EXCERPTED TEXT:
════════════════════

Distance Metric Learning for Large Margin Classification – Lawrence K. Saul (University of Pennsylvania)
View Seminar Video
Many frameworks for statistical pattern recognition are based on computing Mahalanobis distances, which appear as positive semidefinite quadratic forms. I will describe how to learn the parameters of these quadratic forms — the so-called distance metrics — for two popular models of multiway classification. First, for k-nearest neighbor kNN classification, I will show how to learn metrics with the property that distances between differently labeled examples greatly exceed distances between nearest neighbors belonging to the same class. Second, for Gaussian mixture models GMMs, I will show how to learn the mean and covariance parameters so that these models perform well as classifiers with large margins of error. Both of these models for multiway classification can be viewed as new types of large margin classifiers, with the traditionally linear hyperplane decision boundaries of support vector machines SVMs replaced by the nonlinear decision boundaries induced by kNN or GMMs. Like SVMs, the objective functions for “large margin” kNN/GMM classifiers are convex, with no local minima. The advantages of these models over SVMs are that: i. they are naturally suited for problems in multiway as opposed to binary classification, and ii. the kernel trick is not required for nonlinear decision boundaries. I will describe successful applications of these models to handwritten digit recognition and automatic speech recognition. Joint work with K. Weinberger, F. Sha, and J. Blitzer.

════════════════════

TASK SET:
• a. Answer these from the distance metric learning abstract, one line each:
(i) Which two models of multiway classification does the speaker learn metrics or parameters for?
(ii) What property do the objective functions of the "large margin" kNN/GMM classifiers share with SVMs?
(iii) To which two problems have these models been successfully applied?
• b. Continue the distance metric learning abstract, starting after its final sentence.
The records come from a separate source and are unrelated to the distance metric learning abstract.

════════════════════

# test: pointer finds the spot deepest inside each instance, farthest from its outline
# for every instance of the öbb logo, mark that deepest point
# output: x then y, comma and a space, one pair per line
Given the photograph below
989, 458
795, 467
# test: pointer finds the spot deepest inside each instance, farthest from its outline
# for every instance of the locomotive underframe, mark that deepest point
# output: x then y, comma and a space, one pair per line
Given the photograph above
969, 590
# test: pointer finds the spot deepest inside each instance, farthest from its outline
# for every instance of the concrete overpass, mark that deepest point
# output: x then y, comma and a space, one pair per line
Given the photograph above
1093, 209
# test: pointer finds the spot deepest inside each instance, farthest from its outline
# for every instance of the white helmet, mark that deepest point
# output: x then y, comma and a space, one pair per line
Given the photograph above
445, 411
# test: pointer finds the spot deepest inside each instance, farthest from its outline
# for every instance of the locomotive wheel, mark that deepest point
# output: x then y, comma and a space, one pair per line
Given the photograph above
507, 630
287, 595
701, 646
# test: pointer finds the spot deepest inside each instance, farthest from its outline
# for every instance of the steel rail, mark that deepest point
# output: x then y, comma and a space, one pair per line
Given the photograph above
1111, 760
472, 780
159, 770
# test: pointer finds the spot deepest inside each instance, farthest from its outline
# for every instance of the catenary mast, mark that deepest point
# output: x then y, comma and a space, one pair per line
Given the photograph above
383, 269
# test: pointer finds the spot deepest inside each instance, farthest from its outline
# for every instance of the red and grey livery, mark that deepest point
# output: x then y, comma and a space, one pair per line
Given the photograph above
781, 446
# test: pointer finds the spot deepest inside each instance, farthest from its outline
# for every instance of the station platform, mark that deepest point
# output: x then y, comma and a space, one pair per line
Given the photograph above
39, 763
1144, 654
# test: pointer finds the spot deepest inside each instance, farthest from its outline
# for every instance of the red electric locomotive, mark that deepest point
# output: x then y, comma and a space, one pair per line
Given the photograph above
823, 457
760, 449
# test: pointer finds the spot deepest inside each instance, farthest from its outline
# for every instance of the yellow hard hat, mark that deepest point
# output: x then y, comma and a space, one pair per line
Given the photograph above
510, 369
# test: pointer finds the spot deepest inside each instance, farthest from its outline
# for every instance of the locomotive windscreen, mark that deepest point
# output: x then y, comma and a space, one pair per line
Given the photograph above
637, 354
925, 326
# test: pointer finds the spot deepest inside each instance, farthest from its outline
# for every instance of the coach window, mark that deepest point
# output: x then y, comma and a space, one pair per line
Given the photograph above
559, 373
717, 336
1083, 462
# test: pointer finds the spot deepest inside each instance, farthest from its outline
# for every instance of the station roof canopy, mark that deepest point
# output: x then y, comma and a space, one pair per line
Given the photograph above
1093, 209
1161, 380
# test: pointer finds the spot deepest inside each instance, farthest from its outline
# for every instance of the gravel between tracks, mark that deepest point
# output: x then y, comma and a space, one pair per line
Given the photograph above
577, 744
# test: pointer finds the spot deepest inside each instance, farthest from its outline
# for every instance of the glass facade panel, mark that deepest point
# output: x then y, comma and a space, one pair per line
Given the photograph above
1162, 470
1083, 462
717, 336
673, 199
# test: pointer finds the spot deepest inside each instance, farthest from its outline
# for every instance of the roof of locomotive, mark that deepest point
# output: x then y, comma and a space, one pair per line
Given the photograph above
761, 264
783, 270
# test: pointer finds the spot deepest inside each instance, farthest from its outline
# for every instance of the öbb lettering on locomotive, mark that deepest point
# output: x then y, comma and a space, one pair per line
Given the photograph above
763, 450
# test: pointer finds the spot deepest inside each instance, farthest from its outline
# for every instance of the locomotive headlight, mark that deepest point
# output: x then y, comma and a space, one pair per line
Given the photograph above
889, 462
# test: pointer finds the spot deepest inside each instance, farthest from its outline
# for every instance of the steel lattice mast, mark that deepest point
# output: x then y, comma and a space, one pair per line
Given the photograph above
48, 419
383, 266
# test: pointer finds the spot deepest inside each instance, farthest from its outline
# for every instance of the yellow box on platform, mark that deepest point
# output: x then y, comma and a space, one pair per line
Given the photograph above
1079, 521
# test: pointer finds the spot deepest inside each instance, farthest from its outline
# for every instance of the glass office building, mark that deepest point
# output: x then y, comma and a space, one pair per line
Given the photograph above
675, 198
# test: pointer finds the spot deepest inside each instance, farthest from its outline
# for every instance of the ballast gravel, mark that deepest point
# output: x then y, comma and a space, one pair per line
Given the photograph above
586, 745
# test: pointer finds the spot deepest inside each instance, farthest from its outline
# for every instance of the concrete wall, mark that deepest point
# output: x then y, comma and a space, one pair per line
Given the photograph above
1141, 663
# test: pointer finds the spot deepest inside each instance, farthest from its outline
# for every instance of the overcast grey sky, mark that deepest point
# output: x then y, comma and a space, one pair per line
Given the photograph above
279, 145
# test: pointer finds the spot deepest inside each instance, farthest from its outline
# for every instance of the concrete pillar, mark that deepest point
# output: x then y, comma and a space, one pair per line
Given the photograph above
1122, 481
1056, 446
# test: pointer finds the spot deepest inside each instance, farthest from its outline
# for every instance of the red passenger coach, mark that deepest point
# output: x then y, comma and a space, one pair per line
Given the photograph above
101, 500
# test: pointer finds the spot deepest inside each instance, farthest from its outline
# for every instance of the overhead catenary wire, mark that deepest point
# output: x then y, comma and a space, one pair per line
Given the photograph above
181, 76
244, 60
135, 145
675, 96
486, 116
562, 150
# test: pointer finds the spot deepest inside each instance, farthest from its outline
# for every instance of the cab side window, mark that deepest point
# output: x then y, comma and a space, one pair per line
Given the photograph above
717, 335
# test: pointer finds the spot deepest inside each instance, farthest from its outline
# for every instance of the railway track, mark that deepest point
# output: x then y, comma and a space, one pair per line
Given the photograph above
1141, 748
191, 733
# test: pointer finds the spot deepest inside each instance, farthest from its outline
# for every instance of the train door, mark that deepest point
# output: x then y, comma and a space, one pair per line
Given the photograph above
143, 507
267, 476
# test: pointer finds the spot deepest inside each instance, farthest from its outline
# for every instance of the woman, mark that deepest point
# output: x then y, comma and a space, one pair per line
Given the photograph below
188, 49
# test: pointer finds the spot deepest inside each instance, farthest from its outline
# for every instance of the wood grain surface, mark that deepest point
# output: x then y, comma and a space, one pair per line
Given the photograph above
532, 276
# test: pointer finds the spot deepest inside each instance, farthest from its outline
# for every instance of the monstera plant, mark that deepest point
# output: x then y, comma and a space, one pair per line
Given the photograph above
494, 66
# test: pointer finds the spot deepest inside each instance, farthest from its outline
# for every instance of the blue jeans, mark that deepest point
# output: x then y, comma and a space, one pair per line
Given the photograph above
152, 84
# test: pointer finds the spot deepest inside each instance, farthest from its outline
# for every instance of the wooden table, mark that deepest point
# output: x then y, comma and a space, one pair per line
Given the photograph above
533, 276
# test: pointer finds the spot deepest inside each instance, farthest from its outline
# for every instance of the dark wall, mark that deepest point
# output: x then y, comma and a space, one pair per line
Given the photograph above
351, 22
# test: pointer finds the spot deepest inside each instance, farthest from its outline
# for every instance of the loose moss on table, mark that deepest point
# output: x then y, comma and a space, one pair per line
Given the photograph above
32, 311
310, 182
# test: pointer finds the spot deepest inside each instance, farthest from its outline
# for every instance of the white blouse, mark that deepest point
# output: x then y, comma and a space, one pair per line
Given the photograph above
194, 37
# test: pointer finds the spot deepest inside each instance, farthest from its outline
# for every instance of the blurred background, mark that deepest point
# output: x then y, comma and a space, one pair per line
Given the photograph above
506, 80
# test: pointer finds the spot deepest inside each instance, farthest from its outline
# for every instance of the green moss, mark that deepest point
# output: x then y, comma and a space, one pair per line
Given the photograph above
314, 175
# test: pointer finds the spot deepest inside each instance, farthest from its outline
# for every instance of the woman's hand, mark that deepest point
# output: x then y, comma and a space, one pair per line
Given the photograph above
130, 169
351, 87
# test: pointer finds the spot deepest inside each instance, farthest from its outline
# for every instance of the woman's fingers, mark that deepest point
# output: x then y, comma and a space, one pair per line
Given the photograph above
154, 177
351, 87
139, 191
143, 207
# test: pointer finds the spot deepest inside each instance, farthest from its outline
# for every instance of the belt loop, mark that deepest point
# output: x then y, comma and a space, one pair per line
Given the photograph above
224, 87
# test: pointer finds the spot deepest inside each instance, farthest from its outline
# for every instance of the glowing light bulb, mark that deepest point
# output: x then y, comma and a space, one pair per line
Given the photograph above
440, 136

════════════════════

LIST OF ANSWERS:
• a.
(i) k-nearest neighbor (kNN) classification and Gaussian mixture models (GMMs).
(ii) They are convex, with no local minima.
(iii) Handwritten digit recognition and automatic speech recognition.

• b.
Lawrence Saul received his A.B. in Physics from Harvard 1990 and his Ph.D. in Physics from M.I.T. 1994. He stayed at M.I.T. for two more years as a postdoctoral fellow in the Center for Biological and Computational Learning, then joined the Speech and Image Processing Center of AT&T Labs in Florham Park, NJ. In 1999, the MIT Technology Review recognized him as one of 100 top young innovators. He joined the faculty of the University of Pennsylvania in January 2002, where he is currently an Associate Professor in the Department of Computer and Information Science. He has received an NSF CAREER Award for work in statistical learning, and more recently he served as Program Chair and General Chair for the 2003-2004 conferences on Neural Information Processing Systems. He is currently serving on the Editorial Board for the Journal of Machine Learning Research. In July 2006, he will be joining the faculty of the Department of Computer Science and Engineering at UC San Diego.